◆ **EXERCISE OBJECTIVE**: Identify each of the lines below that contains the string "alloy", matching case exactly, and copy those lines.

## start TASK INPUTS

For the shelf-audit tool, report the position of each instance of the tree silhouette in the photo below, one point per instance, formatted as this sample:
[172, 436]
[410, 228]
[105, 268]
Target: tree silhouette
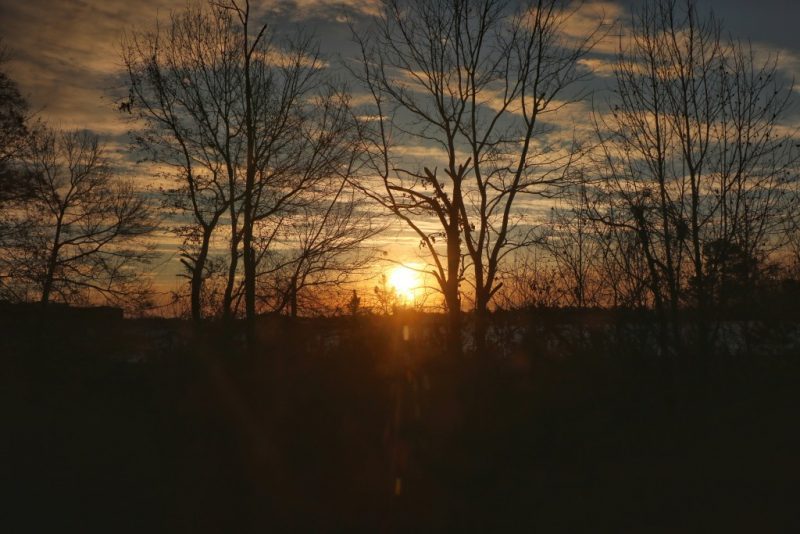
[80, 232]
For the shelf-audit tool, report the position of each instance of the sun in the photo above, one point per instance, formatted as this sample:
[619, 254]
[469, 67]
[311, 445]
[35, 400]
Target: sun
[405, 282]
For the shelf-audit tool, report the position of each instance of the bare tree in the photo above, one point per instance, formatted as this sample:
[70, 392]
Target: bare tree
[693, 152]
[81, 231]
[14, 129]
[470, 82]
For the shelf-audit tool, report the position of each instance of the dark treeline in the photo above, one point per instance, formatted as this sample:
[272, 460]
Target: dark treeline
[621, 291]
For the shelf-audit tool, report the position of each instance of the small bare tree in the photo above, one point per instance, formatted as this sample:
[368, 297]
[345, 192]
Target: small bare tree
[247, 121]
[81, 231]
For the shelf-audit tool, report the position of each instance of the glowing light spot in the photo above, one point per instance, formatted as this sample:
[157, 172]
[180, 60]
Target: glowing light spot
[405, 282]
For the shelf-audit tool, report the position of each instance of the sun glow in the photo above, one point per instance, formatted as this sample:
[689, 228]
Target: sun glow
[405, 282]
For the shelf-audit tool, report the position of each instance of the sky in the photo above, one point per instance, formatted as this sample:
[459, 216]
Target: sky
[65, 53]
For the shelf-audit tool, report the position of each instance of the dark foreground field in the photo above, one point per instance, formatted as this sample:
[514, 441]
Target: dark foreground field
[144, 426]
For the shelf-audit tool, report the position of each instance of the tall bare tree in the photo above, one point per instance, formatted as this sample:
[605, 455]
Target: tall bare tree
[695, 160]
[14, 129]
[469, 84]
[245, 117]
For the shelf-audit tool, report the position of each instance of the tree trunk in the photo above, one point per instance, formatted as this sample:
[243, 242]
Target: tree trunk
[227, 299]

## end TASK INPUTS
## start TASK INPUTS

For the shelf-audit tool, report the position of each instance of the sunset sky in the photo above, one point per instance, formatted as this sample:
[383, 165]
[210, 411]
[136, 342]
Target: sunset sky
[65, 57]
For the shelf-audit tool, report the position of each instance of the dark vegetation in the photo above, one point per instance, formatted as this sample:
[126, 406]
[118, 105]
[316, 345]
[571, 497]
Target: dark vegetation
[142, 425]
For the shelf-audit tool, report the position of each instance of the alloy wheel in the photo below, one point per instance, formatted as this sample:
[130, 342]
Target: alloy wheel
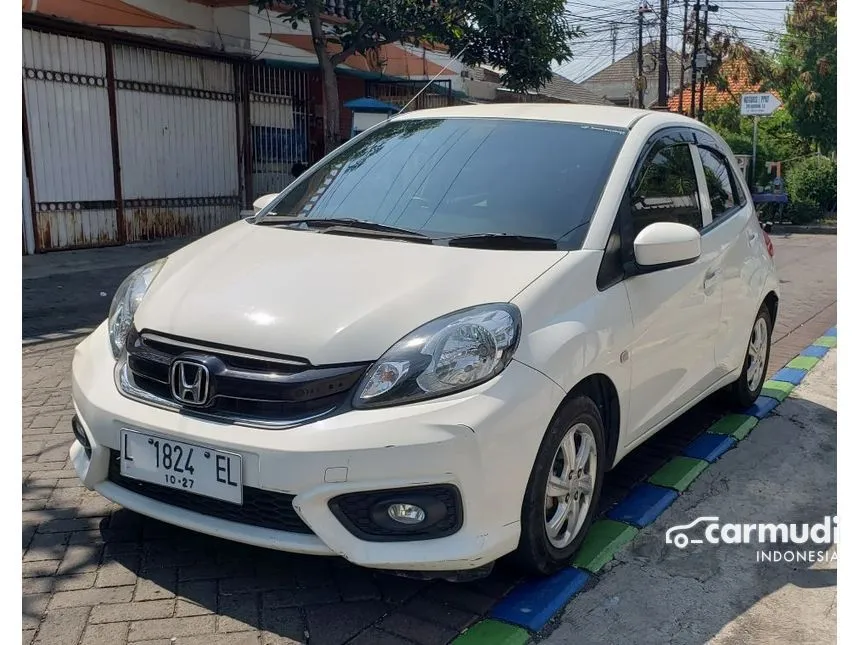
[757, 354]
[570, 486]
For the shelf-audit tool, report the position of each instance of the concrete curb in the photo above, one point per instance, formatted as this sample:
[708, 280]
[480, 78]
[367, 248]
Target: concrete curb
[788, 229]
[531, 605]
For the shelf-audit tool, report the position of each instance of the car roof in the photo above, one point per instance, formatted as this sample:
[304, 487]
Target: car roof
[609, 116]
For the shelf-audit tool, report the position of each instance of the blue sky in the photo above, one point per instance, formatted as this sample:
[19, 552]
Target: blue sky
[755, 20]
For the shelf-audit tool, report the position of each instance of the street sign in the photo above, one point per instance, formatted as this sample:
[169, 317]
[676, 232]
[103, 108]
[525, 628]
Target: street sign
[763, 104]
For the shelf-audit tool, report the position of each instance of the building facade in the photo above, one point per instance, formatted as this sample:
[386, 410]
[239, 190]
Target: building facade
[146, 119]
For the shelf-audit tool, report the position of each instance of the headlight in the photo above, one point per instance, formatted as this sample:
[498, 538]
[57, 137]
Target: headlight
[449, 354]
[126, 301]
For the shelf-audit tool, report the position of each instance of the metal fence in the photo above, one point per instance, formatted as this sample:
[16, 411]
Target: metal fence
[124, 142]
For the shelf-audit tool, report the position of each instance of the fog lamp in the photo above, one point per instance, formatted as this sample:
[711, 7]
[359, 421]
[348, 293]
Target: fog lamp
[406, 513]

## end TASK INPUTS

◆ **PROBLEM SOLUTION**:
For the shelf-audit tool, report the position of each instance of the alloy wheel in the photo below, one point per instance, formatted as this sample:
Target: alloy wheel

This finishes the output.